>> start

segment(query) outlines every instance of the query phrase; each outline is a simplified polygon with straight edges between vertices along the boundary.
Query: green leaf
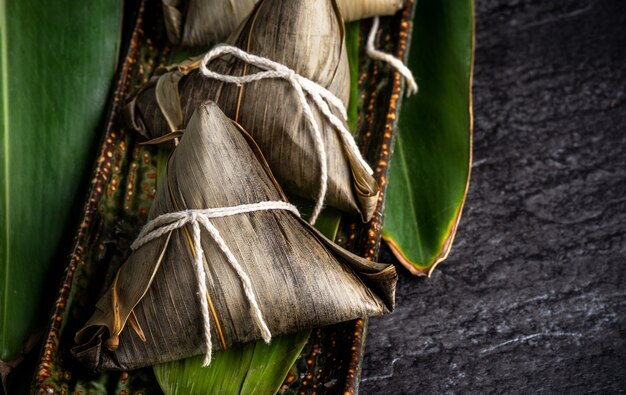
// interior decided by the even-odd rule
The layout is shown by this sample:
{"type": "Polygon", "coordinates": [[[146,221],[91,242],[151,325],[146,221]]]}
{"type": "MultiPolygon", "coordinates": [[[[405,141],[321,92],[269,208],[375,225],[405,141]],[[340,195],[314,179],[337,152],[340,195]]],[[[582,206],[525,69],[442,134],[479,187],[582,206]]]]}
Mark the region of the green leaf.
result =
{"type": "Polygon", "coordinates": [[[308,338],[305,331],[269,345],[240,344],[215,353],[209,367],[202,367],[200,356],[155,365],[154,373],[165,394],[274,394],[308,338]]]}
{"type": "Polygon", "coordinates": [[[92,167],[121,18],[119,0],[0,0],[3,360],[48,317],[44,290],[57,285],[52,260],[66,253],[59,245],[80,212],[73,204],[92,167]]]}
{"type": "MultiPolygon", "coordinates": [[[[341,214],[327,209],[316,228],[333,240],[341,214]]],[[[311,331],[240,344],[213,354],[211,365],[202,367],[203,356],[154,366],[163,392],[170,394],[275,394],[306,345],[311,331]]]]}
{"type": "Polygon", "coordinates": [[[383,237],[412,273],[446,258],[471,166],[471,0],[419,0],[409,67],[419,84],[404,100],[389,175],[383,237]]]}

>> end

**Given problem:**
Reproduce the records above word for word, omitting the pictures.

**Output below:**
segment(query) outlines every instance of the query phrase; each outline is a simplified polygon with straight edges between vertices along the boundary.
Query: green leaf
// interior decided by the even-odd rule
The layout is shown by this sample:
{"type": "Polygon", "coordinates": [[[146,221],[91,242],[151,325],[146,221]]]}
{"type": "MultiPolygon", "coordinates": [[[[405,141],[321,92],[269,208],[375,225],[405,141]],[[340,195],[314,179],[337,152],[340,195]]],[[[582,206],[525,69],[442,134],[479,187],[582,206]]]]}
Mark the region of the green leaf.
result =
{"type": "Polygon", "coordinates": [[[308,338],[305,331],[269,345],[240,344],[215,353],[209,367],[202,367],[200,356],[155,365],[154,373],[165,394],[274,394],[308,338]]]}
{"type": "Polygon", "coordinates": [[[92,167],[121,18],[119,0],[0,0],[3,360],[48,317],[44,290],[57,285],[52,260],[66,253],[59,245],[80,212],[73,204],[92,167]]]}
{"type": "MultiPolygon", "coordinates": [[[[341,214],[327,209],[316,228],[333,240],[341,214]]],[[[311,331],[240,344],[213,354],[211,365],[202,367],[203,356],[154,366],[163,392],[170,394],[275,394],[306,345],[311,331]]]]}
{"type": "Polygon", "coordinates": [[[383,237],[412,273],[446,258],[471,166],[471,0],[419,0],[409,67],[419,84],[404,100],[389,175],[383,237]]]}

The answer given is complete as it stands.